Activity 1 = List each filing status the post on capital gains tax rates gives, with its 2012 taxable income limit for the 15% bracket.
Activity 2 = Continue the post on capital gains tax rates from its final sentence.

Selected excerpt =
==================================================

OK

This may have already come up and if so, my apologies.

First, let me say I am not a Federal Income Tax expert.  That being said, as I planned for year end and took a closer look at my investments I ran across something that may be of value to someone here to save money, so I thought I should pass this on.  I will attach a link to an article that also helps explain it.

Many have investments in mutual funds, etc. they may have had for many years.  The nest egg may have taken a hit during the downturn but it hopefully came back.  It may now be sitting in the black and the market seems to be on a slow uptick so why fix what isn't broken, right?

Not necessarily.  Here's why.  The current  long term (investments held longer than one year) capital gain tax rates on investments became effective in 2008 and they will end at the end of 2012.  We hear in the MSM how the capital gains rate is going to go from 15% to 20%.  There is more to the story that isn't being reported though.  More below...

What is reported in the MSM relates to people in the 25% tax bracket or higher and the capital gains tax rate will go up for them from 15% to 20%.  If however your taxable income is in the 15% or lower tax bracket, the current capital gains rate is 0%.  Yes that is a zero.  

You are in the 15% taxable income level or lower for 2012 if your taxable income is equal to or lower than the following levels; single $35,350, married filing jointly $70,700, or head of household of $47,350.  It is extremely important to note that these levels are taxable income levels.  These are the amounts after taking deductions and exemptions.  For example; a family of four that are married filing jointly could have an income of  $97,800 (including the capital gain income) and still qualify for the 0% capital gains rate.  $97,800 adjusted gross income less $11,900 standard deduction less $15,200 personal exemptions ($3,800 X 4) = $70,700.

==================================================

Source material =
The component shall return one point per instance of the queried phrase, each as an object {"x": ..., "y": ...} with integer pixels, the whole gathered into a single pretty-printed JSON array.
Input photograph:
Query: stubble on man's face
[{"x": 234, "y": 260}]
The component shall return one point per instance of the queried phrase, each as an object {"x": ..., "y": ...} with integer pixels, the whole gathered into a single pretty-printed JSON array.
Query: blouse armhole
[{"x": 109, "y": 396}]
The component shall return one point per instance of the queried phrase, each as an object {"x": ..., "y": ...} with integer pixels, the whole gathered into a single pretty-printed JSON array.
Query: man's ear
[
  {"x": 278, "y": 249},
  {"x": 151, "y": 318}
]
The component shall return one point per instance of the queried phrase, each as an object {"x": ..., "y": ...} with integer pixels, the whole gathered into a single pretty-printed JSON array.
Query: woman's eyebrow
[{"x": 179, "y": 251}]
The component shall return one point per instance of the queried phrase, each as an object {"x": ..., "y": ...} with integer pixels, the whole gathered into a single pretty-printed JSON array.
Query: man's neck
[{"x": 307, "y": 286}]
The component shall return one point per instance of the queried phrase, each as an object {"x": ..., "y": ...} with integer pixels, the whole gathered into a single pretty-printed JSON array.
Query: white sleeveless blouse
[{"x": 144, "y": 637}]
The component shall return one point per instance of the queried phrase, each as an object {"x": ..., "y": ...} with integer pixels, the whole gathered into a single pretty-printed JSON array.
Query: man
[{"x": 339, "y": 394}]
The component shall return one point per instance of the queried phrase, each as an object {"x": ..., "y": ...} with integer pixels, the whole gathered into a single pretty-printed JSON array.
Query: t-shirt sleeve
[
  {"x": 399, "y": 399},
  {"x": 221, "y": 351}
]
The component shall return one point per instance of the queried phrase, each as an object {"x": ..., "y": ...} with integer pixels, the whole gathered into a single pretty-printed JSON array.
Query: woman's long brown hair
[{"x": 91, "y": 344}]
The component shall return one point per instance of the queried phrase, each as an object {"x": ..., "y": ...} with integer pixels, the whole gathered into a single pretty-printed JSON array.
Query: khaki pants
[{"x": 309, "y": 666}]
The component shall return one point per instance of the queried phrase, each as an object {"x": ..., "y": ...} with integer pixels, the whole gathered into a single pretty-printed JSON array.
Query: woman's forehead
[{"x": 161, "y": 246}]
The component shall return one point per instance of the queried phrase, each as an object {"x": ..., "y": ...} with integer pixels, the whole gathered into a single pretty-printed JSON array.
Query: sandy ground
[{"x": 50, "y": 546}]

==================================================

Written answer 1 =
- Single: $35,350
- Married filing jointly: $70,700
- Head of household: $47,350

Written answer 2 =
Beginning January 1, 2013 this 0% capital gains rate is going to jump to 10%.  Selling something that may have a $10,000 long term capital gain while still in 2012 will save $1,000 in federal income tax versus selling it after December 31, 2012.  Granted, if you don't sell in 2012 you won't have to pay capital gains tax until you do sell it but as it sits right now, you will eventual pay capital gains tax on it.  If you do sell it now, you pay $0 and you can purchase a new investment with a different basis and restart the clock.  Please be aware that when reinvesting proceeds there can be waiting periods.  Generally there are no such restrictions on mutual funds.

So, if you have some old investments you haven't looked at lately, it may be a good time to dust them off and maybe take the long term capital gains now.  There is a chance that holding the 2012 capital gain tax rates will be part of some deal in Congress but I'm not holding my breath for that.  My own opinion is that capital gains tax rates for these tax brackets should remain at 0%.  The middle class needs all the help they can get to save money and help it grow.  As for the higher income tax brackets let the rates go up.  One other tidbit I didn't know was that those with taxable incomes of $200,000 single, $250,000 married, will not only pay a 20% capital gains rate starting in 2013 but will also have to pay a 3.8% Medicare kicker on capital gains.

Everyone's situation is different so please, remember my opening statement, I am not a Federal Income Tax expert.  Before you take any action, please confirm the above with a financial adviser, an investment manager, the IRS, etc.  

Link to info:
http://www.bankrate.com/...

https://www.wellsfargoadvisors.com/...

http://americansouthwestcu.org/...

You can Google for many other sites.